Data excerpted from a collection
□ □ □ □ □ □ □
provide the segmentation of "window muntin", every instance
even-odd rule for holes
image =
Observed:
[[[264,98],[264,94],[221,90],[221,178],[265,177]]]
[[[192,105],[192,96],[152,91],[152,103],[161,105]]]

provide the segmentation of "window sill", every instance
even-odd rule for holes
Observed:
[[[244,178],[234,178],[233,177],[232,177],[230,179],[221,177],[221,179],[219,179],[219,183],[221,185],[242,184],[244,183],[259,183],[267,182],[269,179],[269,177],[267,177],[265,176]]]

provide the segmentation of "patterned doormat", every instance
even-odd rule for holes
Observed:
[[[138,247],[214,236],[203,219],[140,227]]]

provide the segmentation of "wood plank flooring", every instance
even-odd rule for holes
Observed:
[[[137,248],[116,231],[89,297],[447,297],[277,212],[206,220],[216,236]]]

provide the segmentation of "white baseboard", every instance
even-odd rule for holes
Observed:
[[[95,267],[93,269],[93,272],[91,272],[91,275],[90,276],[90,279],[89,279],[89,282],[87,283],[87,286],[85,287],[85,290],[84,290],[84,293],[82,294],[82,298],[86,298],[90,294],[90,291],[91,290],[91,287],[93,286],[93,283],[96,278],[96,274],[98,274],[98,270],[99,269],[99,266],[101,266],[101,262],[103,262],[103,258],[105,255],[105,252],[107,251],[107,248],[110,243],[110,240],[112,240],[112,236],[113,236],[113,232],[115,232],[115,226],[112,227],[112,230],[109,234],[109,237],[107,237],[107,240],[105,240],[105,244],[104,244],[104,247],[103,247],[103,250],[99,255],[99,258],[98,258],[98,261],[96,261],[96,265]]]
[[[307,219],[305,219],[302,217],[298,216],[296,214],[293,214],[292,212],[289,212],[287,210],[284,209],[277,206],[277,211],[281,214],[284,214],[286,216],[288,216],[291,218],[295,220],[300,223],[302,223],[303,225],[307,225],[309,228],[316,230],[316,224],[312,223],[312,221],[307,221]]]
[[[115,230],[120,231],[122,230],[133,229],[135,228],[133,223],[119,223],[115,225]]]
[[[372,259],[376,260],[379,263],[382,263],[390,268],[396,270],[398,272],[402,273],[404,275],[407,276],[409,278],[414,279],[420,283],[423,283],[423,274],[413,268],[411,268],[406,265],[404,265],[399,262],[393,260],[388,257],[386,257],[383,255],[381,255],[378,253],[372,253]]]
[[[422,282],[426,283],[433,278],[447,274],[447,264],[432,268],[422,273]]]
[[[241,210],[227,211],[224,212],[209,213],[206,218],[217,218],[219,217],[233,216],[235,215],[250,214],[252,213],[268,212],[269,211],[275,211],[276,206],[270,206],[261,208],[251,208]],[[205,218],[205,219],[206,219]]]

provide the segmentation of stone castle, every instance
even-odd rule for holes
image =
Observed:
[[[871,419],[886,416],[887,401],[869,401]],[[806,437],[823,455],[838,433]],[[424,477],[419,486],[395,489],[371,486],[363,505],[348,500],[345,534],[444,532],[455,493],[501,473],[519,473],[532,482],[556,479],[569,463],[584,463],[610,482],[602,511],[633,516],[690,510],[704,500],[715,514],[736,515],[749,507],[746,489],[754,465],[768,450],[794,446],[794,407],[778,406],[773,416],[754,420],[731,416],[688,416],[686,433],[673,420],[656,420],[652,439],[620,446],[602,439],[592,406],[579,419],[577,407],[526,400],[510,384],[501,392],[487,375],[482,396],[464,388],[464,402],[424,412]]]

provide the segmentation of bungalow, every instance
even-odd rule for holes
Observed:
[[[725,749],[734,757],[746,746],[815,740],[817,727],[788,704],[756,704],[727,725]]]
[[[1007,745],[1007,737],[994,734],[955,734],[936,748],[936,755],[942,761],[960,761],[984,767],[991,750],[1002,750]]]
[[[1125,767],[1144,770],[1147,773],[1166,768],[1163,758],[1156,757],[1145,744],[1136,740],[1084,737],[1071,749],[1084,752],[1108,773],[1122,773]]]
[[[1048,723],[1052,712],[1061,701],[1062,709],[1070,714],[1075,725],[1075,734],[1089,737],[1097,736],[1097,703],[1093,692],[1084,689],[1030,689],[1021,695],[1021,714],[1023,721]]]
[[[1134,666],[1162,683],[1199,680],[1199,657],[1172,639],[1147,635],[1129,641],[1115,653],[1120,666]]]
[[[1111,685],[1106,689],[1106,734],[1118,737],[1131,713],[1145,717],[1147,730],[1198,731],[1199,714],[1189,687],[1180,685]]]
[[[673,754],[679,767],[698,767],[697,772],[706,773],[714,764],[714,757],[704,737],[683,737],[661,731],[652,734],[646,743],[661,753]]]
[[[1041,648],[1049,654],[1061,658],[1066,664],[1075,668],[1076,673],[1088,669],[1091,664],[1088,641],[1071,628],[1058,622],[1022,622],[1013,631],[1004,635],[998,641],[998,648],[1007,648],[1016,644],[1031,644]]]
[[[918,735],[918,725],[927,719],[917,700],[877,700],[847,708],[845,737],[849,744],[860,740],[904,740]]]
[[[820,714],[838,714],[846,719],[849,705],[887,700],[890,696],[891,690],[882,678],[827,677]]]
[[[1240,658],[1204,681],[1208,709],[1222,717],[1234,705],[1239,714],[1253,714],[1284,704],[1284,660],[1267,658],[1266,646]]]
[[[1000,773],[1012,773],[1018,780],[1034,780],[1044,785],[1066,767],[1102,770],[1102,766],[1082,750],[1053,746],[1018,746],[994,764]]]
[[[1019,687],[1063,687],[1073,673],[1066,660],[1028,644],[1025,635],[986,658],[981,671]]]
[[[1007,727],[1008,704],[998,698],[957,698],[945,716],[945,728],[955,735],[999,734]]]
□ □ □ □ □ □ □
=== The exercise ===
Write out the lines of the data word for word, from the first line through the line containing "[[[192,105],[192,96],[152,91],[152,103],[161,105]]]", including that line.

=== Result of the task ===
provide the segmentation of "window muntin", every instance
even-odd rule for holes
image =
Observed:
[[[264,98],[264,94],[221,90],[221,178],[265,177]]]
[[[192,105],[192,96],[152,91],[152,103],[161,105]]]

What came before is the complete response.